## TASK REQUIREMENTS
• 1. Update the GPT-4o model specification by giving everything from "Use this model" down to "quality across providers." again, with "contract" replaced by "agreement".
• 2. Continue the GPT-4o model specification after its final sentence.

## DOCUMENT SEGMENT
Example — GPT-4o (OpenAI)
---
spec_version: "1.2"
model_id: "gpt-4o"
version: "1.0.0"
status: "active"
meta:
name: "GPT-4o (OpenAI)"
owner: "platform-ml-team"
last_updated: "2026-01-15"
provider:
type: "openai"
config:
model: "gpt-4o"
credentials:
source: "aws_secrets_manager"
secret_id: "prod/openai/api-key"
region: "us-east-1"
key: "api_key"
capabilities:
context_window: 128000
max_output_tokens: 16384
supports_tools: true
supports_system_prompt: true
supports_streaming: true
modalities: ["text", "image"]
defaults:
temperature: 0.7
max_tokens: 4096
---
# Description
GPT-4o is OpenAI's flagship multimodal model, accessed directly through the OpenAI API. It supports text and image inputs, tool use, and a 128,000-token context window.
Use this model when agents must interoperate with OpenAI-specific features, when your organization has an existing OpenAI contract, or when evaluating output quality across providers.

## ENTRIES SUPPLIED
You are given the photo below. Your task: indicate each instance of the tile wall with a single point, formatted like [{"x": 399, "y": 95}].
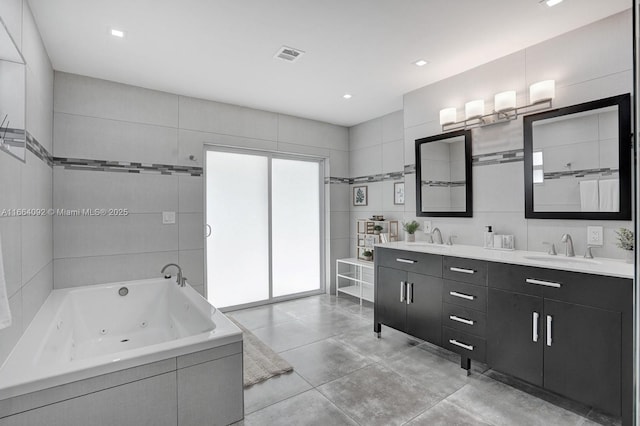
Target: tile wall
[
  {"x": 27, "y": 242},
  {"x": 124, "y": 147},
  {"x": 589, "y": 63}
]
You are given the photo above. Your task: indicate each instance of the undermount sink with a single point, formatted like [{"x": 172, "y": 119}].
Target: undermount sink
[
  {"x": 430, "y": 245},
  {"x": 562, "y": 259}
]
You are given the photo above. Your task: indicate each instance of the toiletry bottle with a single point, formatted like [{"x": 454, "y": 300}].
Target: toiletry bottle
[{"x": 488, "y": 237}]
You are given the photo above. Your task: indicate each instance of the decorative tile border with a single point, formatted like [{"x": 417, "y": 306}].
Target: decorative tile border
[
  {"x": 168, "y": 169},
  {"x": 124, "y": 166},
  {"x": 442, "y": 183},
  {"x": 498, "y": 158},
  {"x": 38, "y": 150},
  {"x": 581, "y": 173}
]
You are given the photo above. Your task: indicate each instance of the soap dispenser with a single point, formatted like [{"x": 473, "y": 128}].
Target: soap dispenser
[{"x": 488, "y": 237}]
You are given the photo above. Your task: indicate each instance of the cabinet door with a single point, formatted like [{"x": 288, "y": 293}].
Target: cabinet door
[
  {"x": 582, "y": 358},
  {"x": 511, "y": 345},
  {"x": 424, "y": 313},
  {"x": 390, "y": 310}
]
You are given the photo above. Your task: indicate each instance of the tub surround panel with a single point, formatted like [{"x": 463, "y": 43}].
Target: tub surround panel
[
  {"x": 19, "y": 404},
  {"x": 117, "y": 405},
  {"x": 9, "y": 336},
  {"x": 219, "y": 397}
]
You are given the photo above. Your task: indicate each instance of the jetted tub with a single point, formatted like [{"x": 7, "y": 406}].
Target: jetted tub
[{"x": 83, "y": 332}]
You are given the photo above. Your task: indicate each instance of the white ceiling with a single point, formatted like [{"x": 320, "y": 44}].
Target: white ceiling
[{"x": 223, "y": 49}]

## ANSWERS TO THE EXERCISES
• 1.
Use this model when agents must interoperate with OpenAI-specific features, when your organization has an existing OpenAI agreement, or when evaluating output quality across providers.

• 2.
The credentials are fetched at runtime from the backend declared in `credentials.source`. They must never appear in any AML file. To use an environment variable during local development, set `source: "env"` and add `name: "OPENAI_API_KEY"`.
Notes
- Credential model: The runtime resolves
credentials at agent startup. The example above reads the API key from AWS Secrets Manager (prod/openai/api-key, key api_key). For development, substitute source: "env" and name: "OPENAI_API_KEY" to read from an environment variable instead. The key value must never appear in any AML file.
- Secret rotation: Rotate the secret in AWS Secrets Manager (or whichever backend is declared). No AML files need to change.
- Rate limits: OpenAI rate limits apply per organization and tier. For high-throughput agents, consider
litellm with load balancing across multiple keys.
- Alternative endpoint: To use an Azure OpenAI deployment instead, set
base_url to your Azure endpoint and update credentials accordingly. The model field should match your Azure deployment name.